## AANGELEVERD FRAGMENT
Vermoedelijk hoort dit initiatief nog tot het stadium waarin de Sonderkommando’s materiaal verzamelden met het oog op het informeren van de buitenwereld, zoals ze tot die zomer vluchtelingen als Vrba (Rosenberg) en Bestic (Wetzler) van alle mogelijke informatie voorzien hadden met de bedoeling het Poolse verzet, joodse instanties, regeringen, het Vaticaan en de geallieerden tot handelen te bewegen. Maar het feit dat ze de container begroeven wijst erop dat ze het stadium van pogingen tot direct contact, misschien zelfs al met de Internationale Kampfgruppe in het kamp, achter zich gelaten hadden.

De inhoud van de in beton gegoten stalen bus was nog op directe reactie van de buitenwereld gericht, maar tegelijk ook al niet meer gezien de tijdsduur waarop gerekend werd. Het keerpunt is bij benadering te traceren in de diverse begraven manuscripten, zeker wanneer je die ook als een weliswaar verspreide en individueel uitgevoerde, maar in aanzet gezamenlijke opzet ziet. Wat nu volgt is een poging tot een groepsportret van de Birkenau-manuscripten door van de acht een afzonderlijke karakteristiek te geven. De laatste, het voorwoord bij de bloemlezing Auschwitz, die uitdrukkelijk collectief van opzet was, brengt ook het meest expliciet de grote onbekende bij het hele plan in beeld: de lezer.

 

De volgorde waarin ik nu eerst de auteurs langsga is een voorschot op de groepering van de manuscripten. De datum waarop ze gevonden zijn is te willekeurig. Ik volg daarom eerst het tijdstip waarop iets geschreven is en de periode waarover een tekst inhoudelijk gaat. Als je van de auteurs uitgaat, wat ik om te beginnen doe, is de moeilijkheid dat Gradowski, Lewental en Langfus ieder minstens twee berichten geschreven hebben die op verschillende episodes betrekking hebben.

## JOUW OPDRACHT
Kun je de alinea uit het fragment die begint met "De volgorde waarin ik nu eerst" beknopter weergeven, met behoud van de belangrijkste feiten? De items die nu volgen hebben niets met het fragment te maken.

## RUWE GEGEVENS
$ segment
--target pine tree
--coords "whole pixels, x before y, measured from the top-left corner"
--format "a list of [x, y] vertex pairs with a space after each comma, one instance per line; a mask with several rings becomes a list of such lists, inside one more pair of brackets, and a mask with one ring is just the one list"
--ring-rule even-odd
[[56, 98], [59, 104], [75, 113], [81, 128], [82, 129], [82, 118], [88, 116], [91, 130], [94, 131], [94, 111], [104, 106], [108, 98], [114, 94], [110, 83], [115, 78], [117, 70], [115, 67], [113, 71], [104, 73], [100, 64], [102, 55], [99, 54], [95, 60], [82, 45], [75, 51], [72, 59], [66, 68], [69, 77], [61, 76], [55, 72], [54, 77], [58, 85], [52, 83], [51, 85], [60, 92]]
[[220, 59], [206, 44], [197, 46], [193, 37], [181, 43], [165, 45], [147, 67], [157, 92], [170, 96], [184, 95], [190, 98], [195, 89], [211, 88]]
==
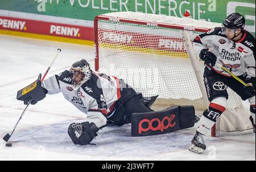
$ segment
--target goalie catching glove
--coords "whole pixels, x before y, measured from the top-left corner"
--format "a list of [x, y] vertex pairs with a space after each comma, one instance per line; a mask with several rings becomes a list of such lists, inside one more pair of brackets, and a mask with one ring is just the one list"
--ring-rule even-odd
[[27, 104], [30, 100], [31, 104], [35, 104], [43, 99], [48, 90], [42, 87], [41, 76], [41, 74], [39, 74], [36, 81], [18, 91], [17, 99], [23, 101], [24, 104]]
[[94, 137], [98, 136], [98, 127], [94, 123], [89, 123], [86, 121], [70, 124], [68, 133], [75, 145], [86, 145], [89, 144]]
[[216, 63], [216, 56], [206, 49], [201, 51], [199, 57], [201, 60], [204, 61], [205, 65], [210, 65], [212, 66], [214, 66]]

## SCHRIFTELIJK ANTWOORD
De volgorde waarin de auteurs worden besproken, loopt vooruit op de groepering van de manuscripten. De vinddatum is te willekeurig. Daarom wordt eerst uitgegaan van het moment van schrijven en van de periode waarover een tekst gaat. Een moeilijkheid bij een indeling per auteur is dat Gradowski, Lewental en Langfus elk minstens twee berichten schreven over verschillende episodes.